_Kaynak Metin_
---
30 Haziran 2011 Perşembe

16 Temmuz Türkiyeli Gençlerin Miladı Olacaktır

Vicdan Sahiplerine Çağrı

Son 10 yılda dünya dünyadaki zulümlere ve Türkiye’deki haksızlıklara karşı tepki göstermede ve tavır geliştirmede dindar kesimde aşamalı olarak bir düşüşün olduğu görülüyor. Bunda muhafazakar ve dindar kimliği olan kimselerin iktidarda olmasından kaynaklanan ‘Nasıl olsa hükümet bir tavır koyar’ beklentisi ve benim göstereceğim tepki hükümete zarar verir anlayışı etkili oluyor. İkinci sebep ise tepki ve tavrı belli cemaat ve sivil toplum kuruluşlarının yapmasını bekleyip, onlar yaptığında destek olmak anlayışı etkili. STK ve cemaatler hükümetle olan ilişkileri nedeniyle, yöneticilerden beklentileri ve çıkar ilişkileri nedeniyle çoğu zaman sessiz kalmayı ya da düşük düzeyde bir tepki göstermeyi tercih ediyor. Özellikle son 5 yılda bu STK ve cemaatler hükümete angaje olmayı seçmiştir. Bunda birçok cemaatin şirketleşmesinin etkisi büyük.

Tavır ortaya koymayı ve bir şey yapmayı hükümete havale etmek ise, siyasi iktidar sahiplerinin tepki ve tavrı kendi iktidarlarını devam ettirmek için iç ve dış rakiplerine karşı koz olarak kullandığını görmemektir. Her siyasi iktidarın beklentisi kendi yönlendirmesi haricinde hiçbir oluşumun tepkinin ses çıkarmanın olmamasıdır. Her iktidar koyun gibi güdeceği vatandaş ister.
---
Nokta etiketleme veri kümesinden alıntılar:

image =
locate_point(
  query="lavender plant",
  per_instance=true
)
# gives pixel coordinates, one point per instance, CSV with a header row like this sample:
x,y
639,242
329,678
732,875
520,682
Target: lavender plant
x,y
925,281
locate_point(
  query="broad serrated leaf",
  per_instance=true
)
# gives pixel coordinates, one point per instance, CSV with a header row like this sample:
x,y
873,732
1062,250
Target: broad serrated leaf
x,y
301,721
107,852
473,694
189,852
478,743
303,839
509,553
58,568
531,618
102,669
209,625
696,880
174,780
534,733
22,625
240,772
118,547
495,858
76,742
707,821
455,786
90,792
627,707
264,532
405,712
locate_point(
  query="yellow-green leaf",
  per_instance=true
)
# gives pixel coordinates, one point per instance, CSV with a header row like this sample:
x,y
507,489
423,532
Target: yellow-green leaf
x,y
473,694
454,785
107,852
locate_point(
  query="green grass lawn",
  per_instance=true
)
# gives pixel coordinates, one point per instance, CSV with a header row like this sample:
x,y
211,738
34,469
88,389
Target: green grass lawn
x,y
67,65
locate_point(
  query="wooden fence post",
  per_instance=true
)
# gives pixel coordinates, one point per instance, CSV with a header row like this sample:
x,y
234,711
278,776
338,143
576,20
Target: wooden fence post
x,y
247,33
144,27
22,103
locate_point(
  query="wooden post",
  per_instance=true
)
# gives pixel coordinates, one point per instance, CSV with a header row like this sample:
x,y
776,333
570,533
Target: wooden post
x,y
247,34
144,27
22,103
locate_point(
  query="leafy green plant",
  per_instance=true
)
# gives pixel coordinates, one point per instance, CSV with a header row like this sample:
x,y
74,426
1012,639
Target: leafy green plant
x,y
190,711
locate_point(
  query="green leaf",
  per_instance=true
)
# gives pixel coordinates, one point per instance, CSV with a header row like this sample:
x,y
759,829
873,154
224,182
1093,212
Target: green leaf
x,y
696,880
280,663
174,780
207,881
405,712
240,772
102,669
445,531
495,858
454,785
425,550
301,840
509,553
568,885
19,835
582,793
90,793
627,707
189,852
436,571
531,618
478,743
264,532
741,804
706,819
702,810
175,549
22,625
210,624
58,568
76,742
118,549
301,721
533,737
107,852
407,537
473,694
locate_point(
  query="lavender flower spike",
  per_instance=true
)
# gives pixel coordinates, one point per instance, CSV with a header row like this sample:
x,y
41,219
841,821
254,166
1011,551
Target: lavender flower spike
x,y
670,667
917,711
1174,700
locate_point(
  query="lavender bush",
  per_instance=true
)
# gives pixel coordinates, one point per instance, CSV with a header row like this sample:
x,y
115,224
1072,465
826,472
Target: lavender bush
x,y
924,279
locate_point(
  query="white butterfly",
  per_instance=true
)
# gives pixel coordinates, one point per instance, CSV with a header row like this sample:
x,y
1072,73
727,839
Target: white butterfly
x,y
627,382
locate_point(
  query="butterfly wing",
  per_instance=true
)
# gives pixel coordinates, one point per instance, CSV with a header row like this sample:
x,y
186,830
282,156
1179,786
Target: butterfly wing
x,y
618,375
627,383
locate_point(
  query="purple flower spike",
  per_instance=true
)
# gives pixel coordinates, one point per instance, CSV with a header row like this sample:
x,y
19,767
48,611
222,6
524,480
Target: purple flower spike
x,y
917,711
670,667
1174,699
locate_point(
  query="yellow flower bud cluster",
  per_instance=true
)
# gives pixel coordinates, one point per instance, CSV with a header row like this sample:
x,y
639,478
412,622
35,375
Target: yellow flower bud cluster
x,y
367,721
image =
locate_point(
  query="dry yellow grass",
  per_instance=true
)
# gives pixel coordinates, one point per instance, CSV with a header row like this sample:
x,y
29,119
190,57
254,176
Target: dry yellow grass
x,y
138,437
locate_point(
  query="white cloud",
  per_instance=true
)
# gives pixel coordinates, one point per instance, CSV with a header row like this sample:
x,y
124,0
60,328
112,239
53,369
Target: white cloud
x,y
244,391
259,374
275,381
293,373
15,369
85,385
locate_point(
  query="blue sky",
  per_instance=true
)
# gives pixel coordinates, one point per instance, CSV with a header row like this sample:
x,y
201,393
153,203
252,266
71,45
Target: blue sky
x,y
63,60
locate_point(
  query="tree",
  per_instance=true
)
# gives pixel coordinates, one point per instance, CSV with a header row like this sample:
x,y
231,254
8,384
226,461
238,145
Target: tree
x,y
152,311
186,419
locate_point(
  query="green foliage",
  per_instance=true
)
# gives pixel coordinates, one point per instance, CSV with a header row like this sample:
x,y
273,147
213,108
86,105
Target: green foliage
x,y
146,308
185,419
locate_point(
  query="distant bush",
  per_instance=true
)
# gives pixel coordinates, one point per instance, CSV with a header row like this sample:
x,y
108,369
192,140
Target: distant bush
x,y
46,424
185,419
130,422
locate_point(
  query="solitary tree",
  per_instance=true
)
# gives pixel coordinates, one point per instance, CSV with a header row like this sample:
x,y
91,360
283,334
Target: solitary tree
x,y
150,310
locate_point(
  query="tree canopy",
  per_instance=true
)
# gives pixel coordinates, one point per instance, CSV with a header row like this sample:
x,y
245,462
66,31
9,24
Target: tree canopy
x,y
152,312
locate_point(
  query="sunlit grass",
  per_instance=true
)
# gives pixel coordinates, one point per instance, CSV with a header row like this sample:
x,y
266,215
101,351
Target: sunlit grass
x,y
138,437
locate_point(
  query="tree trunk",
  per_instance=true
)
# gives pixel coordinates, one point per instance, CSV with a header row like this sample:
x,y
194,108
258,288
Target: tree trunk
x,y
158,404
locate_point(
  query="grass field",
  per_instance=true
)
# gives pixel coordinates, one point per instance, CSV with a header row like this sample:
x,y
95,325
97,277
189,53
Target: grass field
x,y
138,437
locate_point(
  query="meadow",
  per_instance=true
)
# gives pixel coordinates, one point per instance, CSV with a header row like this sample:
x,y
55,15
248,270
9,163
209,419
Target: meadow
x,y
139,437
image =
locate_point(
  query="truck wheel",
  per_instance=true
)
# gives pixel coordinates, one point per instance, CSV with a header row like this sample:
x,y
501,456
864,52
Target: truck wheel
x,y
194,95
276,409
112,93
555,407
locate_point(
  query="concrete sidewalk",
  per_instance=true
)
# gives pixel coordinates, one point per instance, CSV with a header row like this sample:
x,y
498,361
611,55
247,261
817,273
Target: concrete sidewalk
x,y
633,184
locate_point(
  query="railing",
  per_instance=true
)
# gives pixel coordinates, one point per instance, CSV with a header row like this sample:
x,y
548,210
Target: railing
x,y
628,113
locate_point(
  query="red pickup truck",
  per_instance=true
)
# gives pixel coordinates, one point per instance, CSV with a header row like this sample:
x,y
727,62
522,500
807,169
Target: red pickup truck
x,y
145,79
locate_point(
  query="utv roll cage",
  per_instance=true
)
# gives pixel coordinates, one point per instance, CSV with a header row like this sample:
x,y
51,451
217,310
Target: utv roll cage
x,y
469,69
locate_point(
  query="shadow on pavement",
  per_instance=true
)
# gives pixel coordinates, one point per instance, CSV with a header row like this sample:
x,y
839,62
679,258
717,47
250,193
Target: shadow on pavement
---
_Görev Tanımı 1_
Dindar kesimin tepkisizliği üzerine yazıya göre, STK ve cemaatler özellikle son kaç yılda hükümete angaje olmayı seçmiştir?
_Görev Tanımı 2_
Dindar kesimin tepkisizliği üzerine yazıdaki metni “Son 10 yılda” ifadesinden “şirketleşmesinin etkisi büyük.” ifadesine kadar aynen kopyalayın.

_Tam Yanıt 1_
Son 5 yılda.

_Tam Yanıt 2_
Son 10 yılda dünya dünyadaki zulümlere ve Türkiye’deki haksızlıklara karşı tepki göstermede ve tavır geliştirmede dindar kesimde aşamalı olarak bir düşüşün olduğu görülüyor. Bunda muhafazakar ve dindar kimliği olan kimselerin iktidarda olmasından kaynaklanan ‘Nasıl olsa hükümet bir tavır koyar’ beklentisi ve benim göstereceğim tepki hükümete zarar verir anlayışı etkili oluyor. İkinci sebep ise tepki ve tavrı belli cemaat ve sivil toplum kuruluşlarının yapmasını bekleyip, onlar yaptığında destek olmak anlayışı etkili. STK ve cemaatler hükümetle olan ilişkileri nedeniyle, yöneticilerden beklentileri ve çıkar ilişkileri nedeniyle çoğu zaman sessiz kalmayı ya da düşük düzeyde bir tepki göstermeyi tercih ediyor. Özellikle son 5 yılda bu STK ve cemaatler hükümete angaje olmayı seçmiştir. Bunda birçok cemaatin şirketleşmesinin etkisi büyük.